_Work item:_
Restate every entry word for word.

[Referring expression data]
[Start of Attachment]
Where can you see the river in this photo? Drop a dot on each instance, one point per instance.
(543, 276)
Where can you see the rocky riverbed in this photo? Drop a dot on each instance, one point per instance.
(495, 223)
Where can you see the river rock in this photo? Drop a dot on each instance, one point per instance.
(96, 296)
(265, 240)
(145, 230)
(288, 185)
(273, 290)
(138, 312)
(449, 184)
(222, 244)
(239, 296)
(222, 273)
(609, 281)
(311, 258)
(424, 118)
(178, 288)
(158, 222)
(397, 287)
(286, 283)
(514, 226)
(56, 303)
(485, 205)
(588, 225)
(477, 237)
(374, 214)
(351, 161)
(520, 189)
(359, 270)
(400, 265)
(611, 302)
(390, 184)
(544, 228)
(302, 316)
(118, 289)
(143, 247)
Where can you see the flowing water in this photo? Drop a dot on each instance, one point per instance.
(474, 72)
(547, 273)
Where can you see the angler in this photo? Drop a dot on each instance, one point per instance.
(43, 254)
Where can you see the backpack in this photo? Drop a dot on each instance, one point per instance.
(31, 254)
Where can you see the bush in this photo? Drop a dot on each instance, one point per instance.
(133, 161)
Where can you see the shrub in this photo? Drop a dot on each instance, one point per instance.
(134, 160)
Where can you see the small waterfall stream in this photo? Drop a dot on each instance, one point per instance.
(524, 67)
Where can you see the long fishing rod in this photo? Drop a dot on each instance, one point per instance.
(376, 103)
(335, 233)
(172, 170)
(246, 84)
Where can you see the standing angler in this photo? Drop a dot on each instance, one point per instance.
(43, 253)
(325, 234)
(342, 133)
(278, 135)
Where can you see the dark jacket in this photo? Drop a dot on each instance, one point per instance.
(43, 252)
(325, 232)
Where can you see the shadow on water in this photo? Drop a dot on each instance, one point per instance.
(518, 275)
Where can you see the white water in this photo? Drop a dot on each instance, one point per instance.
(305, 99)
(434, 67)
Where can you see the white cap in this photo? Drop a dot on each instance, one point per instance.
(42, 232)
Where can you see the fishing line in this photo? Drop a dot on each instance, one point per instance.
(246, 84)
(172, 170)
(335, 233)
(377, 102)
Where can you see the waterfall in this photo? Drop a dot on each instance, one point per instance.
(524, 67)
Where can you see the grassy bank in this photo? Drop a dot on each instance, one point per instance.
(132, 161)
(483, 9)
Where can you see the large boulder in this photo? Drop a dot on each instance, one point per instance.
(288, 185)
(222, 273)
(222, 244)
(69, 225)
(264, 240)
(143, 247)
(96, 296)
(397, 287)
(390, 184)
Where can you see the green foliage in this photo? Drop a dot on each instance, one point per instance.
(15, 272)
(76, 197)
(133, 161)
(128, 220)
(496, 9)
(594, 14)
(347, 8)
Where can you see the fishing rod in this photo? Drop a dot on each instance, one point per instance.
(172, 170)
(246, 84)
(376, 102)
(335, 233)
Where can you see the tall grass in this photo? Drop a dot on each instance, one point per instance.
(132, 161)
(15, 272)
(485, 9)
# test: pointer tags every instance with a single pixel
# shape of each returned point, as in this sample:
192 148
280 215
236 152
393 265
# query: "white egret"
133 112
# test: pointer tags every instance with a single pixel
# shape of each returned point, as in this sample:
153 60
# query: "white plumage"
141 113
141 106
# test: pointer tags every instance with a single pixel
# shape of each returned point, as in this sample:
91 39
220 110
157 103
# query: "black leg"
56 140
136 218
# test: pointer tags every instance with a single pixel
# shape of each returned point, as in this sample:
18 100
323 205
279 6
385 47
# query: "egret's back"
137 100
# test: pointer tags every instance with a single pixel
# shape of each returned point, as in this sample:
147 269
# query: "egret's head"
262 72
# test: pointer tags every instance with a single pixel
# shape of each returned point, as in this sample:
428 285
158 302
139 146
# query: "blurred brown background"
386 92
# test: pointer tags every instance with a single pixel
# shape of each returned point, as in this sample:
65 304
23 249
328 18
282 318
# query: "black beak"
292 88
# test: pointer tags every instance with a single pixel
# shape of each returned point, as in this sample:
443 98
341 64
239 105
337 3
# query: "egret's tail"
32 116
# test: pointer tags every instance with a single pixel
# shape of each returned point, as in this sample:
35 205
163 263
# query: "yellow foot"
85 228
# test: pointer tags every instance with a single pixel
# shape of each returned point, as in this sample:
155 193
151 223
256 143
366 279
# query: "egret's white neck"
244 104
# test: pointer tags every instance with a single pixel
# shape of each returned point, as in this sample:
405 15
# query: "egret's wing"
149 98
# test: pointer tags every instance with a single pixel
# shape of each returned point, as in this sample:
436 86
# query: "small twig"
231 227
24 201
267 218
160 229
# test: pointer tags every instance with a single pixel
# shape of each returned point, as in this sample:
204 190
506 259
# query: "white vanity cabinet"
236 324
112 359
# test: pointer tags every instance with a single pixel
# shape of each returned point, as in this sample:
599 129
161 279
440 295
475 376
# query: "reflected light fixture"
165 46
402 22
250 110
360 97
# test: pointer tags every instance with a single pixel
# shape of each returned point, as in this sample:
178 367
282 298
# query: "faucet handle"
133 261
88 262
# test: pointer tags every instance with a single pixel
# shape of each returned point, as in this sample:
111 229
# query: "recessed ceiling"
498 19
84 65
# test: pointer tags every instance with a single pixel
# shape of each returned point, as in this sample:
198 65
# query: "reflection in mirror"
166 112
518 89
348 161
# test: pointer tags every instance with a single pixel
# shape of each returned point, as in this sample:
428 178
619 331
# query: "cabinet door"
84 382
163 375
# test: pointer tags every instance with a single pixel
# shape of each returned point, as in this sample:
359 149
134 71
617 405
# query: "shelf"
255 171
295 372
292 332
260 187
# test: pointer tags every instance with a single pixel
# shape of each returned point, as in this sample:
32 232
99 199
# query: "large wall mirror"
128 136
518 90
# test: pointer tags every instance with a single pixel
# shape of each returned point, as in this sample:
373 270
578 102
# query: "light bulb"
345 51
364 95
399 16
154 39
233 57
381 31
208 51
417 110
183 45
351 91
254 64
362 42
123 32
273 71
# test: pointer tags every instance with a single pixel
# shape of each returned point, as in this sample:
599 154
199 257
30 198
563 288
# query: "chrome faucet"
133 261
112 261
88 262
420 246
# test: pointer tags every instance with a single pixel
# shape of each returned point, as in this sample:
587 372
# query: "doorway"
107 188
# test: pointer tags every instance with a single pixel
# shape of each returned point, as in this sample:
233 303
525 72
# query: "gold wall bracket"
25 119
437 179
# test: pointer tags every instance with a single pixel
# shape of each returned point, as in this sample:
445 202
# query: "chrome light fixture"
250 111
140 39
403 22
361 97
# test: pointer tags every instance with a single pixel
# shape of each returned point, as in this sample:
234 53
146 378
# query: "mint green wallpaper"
[End of Attachment]
_Task output:_
Where can you see the river in this photo? Drop a dot on each instance, one point per instance.
(543, 276)
Where can you see the rocky riverbed in this photo? Drop a dot on each instance, one point per instance.
(495, 223)
Where can you see the river rock in this photo? Drop a dot on each instance, one point per instance.
(96, 296)
(265, 240)
(145, 230)
(288, 185)
(273, 290)
(138, 312)
(449, 184)
(222, 244)
(239, 296)
(222, 273)
(609, 281)
(311, 258)
(424, 118)
(178, 288)
(158, 222)
(397, 287)
(286, 283)
(514, 226)
(56, 303)
(485, 205)
(588, 225)
(477, 237)
(374, 214)
(351, 161)
(520, 189)
(359, 270)
(400, 265)
(611, 302)
(390, 184)
(544, 228)
(302, 316)
(118, 289)
(143, 247)
Where can you see the flowing water in this photo? Drop a dot on each instance, one point per instance.
(474, 72)
(547, 273)
Where can you see the angler in this photo? Drop a dot on each instance, one point per instance.
(43, 254)
Where can you see the backpack in this photo? Drop a dot on each instance, one point per instance.
(31, 254)
Where can you see the bush in this photo? Drop a dot on each instance, one point per instance.
(133, 161)
Where can you see the shrub in this photo? Drop a dot on each instance, one point per instance.
(134, 160)
Where can you see the small waterfall stream in this photo? Drop a dot on each instance, one point per instance.
(524, 67)
Where can you see the long fishing rod in this photo? Drop a dot on each instance, one point per instance.
(376, 103)
(335, 233)
(172, 170)
(246, 84)
Where can you see the standing angler in this photo? Drop a dot on each instance, one point per instance.
(43, 253)
(325, 234)
(342, 133)
(278, 135)
Where can you see the dark jacket in this photo? Drop a dot on each instance, one point per instance.
(43, 252)
(325, 232)
Where can you see the shadow on water in this photo? Drop a dot on each instance, one point per instance.
(518, 275)
Where can you see the white water in this photo? Drop a dot on each instance, one point per instance.
(305, 99)
(434, 67)
Where can you see the white cap in this photo? Drop a dot on each instance, one point per instance.
(42, 232)
Where can you see the fishing line in this photo? Drop a dot on each instance, one point per instance.
(246, 84)
(172, 170)
(335, 233)
(377, 102)
Where can you see the waterfall in this photo? Drop a dot on each instance, one point per instance.
(524, 67)
Where can you see the grassy bank in this photo? Drop a dot on each instance, one point per instance.
(132, 161)
(483, 9)
Where can you see the large boulder in this photo? Drop a dot on each instance, one point per instance.
(288, 185)
(222, 273)
(222, 244)
(69, 225)
(264, 240)
(143, 247)
(96, 296)
(397, 287)
(390, 184)
Where can you see the green foliage in this photo? Drop a dot on each instance, one point per instance.
(15, 272)
(76, 197)
(133, 161)
(128, 220)
(496, 9)
(594, 14)
(347, 8)
Where can you see the fishing rod in this photo? Drop a dot on each instance, one point per instance.
(172, 170)
(246, 84)
(376, 102)
(335, 233)
Where can you see the tall grass in this photo? Drop a dot on each instance, one point per instance.
(132, 161)
(15, 272)
(485, 9)
# test: pointer tags every instance with a single pixel
# shape of each returned point, as in this sample:
192 148
280 215
236 152
393 265
# query: "white egret"
133 112
# test: pointer tags every instance with a single pixel
# shape of each returned point, as in this sample:
153 60
# query: "white plumage"
141 113
141 106
# test: pointer tags every instance with a single pixel
# shape of each returned point, as in this sample:
91 39
220 110
157 103
# query: "black leg"
56 140
136 218
# test: pointer tags every instance with a single pixel
# shape of each returned point, as in this sample:
18 100
323 205
279 6
385 47
# query: "egret's back"
137 100
# test: pointer tags every instance with a single pixel
# shape of each returned point, as in this sample:
147 269
# query: "egret's head"
262 72
# test: pointer tags every instance with a single pixel
# shape of each returned point, as in this sample:
428 285
158 302
139 146
# query: "blurred brown background"
386 92
# test: pointer tags every instance with a single pixel
# shape of each returned point, as in this sample:
65 304
23 249
328 18
282 318
# query: "black beak"
292 88
# test: pointer tags every instance with a single pixel
# shape of each returned point, as in this sample:
443 98
341 64
239 105
337 3
# query: "egret's tail"
32 116
# test: pointer tags every instance with a single pixel
# shape of each returned point, as in this sample:
35 205
163 263
# query: "yellow foot"
85 228
# test: pointer tags every instance with a single pixel
# shape of each returned point, as in this sample:
155 193
151 223
256 143
366 279
# query: "egret's white neck"
244 104
# test: pointer tags every instance with a single pixel
# shape of each returned point, as in this sample:
405 15
# query: "egret's wing"
149 98
# test: pointer tags every instance with a single pixel
# shape of each returned point, as in this sample:
436 86
# query: "small twig"
231 227
24 201
267 218
160 229
# test: pointer tags every instance with a single pixel
# shape of each returned point, as in this sample:
204 190
506 259
# query: "white vanity cabinet"
236 324
112 359
# test: pointer tags every instance with a single pixel
# shape of each returned point, as in this sample:
599 129
161 279
440 295
475 376
# query: "reflected light fixture"
165 46
402 22
250 110
360 97
# test: pointer tags every instance with a single pixel
# shape of each returned point, as in this sample:
178 367
282 298
# query: "faucet handle"
133 261
88 262
# test: pointer tags every instance with a single pixel
# shape of each returned point, as in this sample:
111 229
# query: "recessed ceiling"
498 19
84 65
# test: pointer tags every instance with a single pixel
# shape of each returned point, as in this sample:
198 65
# query: "reflection in mirror"
166 112
518 89
348 161
# test: pointer tags every instance with a single pixel
# shape of each returned point, as in this sample:
428 178
619 331
# query: "cabinet door"
84 382
163 375
# test: pointer tags every instance with a single pixel
# shape of each returned point, as in this sample:
359 149
134 71
617 405
# query: "shelf"
255 171
295 372
292 332
260 187
# test: pointer tags every instance with a single pixel
# shape of each returned point, as in this sample:
32 232
99 199
# query: "large wall mirror"
128 136
518 90
# test: pointer tags every instance with a single pixel
# shape of each returned point, as in this sample:
373 270
578 102
# query: "light bulb"
345 51
364 95
399 16
154 39
233 57
381 31
208 51
417 110
183 45
351 91
254 64
362 42
123 32
273 71
# test: pointer tags every instance with a single pixel
# shape of each returned point, as in this sample:
599 154
199 257
30 198
563 288
# query: "chrome faucet"
133 261
112 261
88 262
420 246
# test: pointer tags every instance with a single pixel
# shape of each returned point, as in this sample:
587 372
# query: "doorway"
107 188
# test: pointer tags every instance with a single pixel
# shape of each returned point, as in this sample:
233 303
525 72
# query: "gold wall bracket"
25 119
437 179
# test: pointer tags every instance with a single pixel
# shape of each returned point, as in this sample:
445 202
# query: "chrome light fixture"
250 111
140 39
403 22
361 97
# test: pointer tags every instance with a single pixel
# shape of each returned point, as in this sample:
234 53
146 378
# query: "mint green wallpaper"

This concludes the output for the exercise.